§ **GOAL**:
Copy out the records below word for word, beginning at the line that contains "of the riot" and stopping after the line that contains "x=322, y=193".

§ **ENTRIES**:

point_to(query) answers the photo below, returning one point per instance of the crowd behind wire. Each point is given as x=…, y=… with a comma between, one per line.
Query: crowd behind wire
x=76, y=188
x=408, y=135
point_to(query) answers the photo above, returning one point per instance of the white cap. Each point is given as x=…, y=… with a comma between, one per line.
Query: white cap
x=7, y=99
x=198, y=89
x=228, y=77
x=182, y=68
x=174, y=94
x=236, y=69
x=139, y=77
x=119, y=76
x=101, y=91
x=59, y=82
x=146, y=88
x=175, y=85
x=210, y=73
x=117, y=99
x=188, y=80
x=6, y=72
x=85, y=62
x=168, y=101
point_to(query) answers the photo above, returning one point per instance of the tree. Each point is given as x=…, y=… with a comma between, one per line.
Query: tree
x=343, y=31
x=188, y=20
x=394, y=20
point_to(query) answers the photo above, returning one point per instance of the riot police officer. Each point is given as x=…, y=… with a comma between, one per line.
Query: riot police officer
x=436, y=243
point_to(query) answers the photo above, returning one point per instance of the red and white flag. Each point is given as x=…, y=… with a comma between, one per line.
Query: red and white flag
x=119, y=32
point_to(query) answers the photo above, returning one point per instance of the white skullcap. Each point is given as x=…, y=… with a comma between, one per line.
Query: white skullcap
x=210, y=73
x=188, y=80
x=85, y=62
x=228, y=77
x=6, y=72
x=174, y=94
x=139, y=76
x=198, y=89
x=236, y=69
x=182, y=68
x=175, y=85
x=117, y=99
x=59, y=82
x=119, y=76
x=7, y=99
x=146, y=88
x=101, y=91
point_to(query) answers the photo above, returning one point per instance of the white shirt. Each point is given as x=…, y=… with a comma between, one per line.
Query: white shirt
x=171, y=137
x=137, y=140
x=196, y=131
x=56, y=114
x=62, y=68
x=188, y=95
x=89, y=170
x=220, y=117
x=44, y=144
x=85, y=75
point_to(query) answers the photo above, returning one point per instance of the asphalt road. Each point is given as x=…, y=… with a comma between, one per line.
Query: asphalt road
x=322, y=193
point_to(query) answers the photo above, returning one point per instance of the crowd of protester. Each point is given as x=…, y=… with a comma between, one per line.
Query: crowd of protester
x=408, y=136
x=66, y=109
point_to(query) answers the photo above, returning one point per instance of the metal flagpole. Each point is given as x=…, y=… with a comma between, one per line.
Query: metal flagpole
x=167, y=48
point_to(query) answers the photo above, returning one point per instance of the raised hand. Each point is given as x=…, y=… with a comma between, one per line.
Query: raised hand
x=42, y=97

--

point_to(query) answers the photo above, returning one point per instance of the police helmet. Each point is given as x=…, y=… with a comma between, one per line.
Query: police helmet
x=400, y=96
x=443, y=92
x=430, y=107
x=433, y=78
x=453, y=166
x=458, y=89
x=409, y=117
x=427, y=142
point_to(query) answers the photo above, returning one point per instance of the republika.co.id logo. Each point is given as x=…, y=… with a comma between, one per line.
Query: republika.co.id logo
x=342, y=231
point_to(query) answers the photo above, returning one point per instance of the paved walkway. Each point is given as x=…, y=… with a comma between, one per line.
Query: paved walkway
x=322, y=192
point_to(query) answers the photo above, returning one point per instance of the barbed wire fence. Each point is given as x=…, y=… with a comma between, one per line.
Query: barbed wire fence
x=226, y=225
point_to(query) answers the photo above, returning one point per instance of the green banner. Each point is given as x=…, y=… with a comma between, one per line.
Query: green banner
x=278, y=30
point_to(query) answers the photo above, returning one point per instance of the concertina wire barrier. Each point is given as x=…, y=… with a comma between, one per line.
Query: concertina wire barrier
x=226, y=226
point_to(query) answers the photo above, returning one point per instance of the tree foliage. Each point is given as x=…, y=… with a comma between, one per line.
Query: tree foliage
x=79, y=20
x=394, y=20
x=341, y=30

§ **EXERCISE RESPONSE**:
point_to(query) answers the photo above, returning one point per instance of the riot police officer. Each point is given as x=…, y=… with a comma between, one per line.
Query: riot police officer
x=436, y=243
point_to(query) answers the photo above, returning one point per instance of the red and white flag. Each point is given as x=…, y=… with a comma between, one per line.
Query: red and white flag
x=119, y=32
point_to(query) answers the photo above, returning one point per instance of the white skullcap. Each point is given as x=…, y=… with a comma between, one per line.
Query: white skullcap
x=210, y=73
x=188, y=80
x=85, y=62
x=228, y=77
x=6, y=72
x=174, y=94
x=139, y=76
x=198, y=89
x=236, y=69
x=182, y=68
x=175, y=85
x=117, y=99
x=59, y=82
x=119, y=76
x=7, y=99
x=146, y=88
x=101, y=91
point_to(query) answers the photo above, returning one point per instance of the white shirt. Each point is given as x=…, y=… with a comma between, one per line.
Query: white shirt
x=171, y=137
x=137, y=140
x=196, y=131
x=56, y=114
x=62, y=68
x=188, y=95
x=89, y=170
x=220, y=117
x=44, y=144
x=85, y=75
point_to(query) answers the photo above, returning one point per instance of the asphalt road. Each point is given as x=…, y=… with a comma between, one per line.
Query: asphalt road
x=322, y=193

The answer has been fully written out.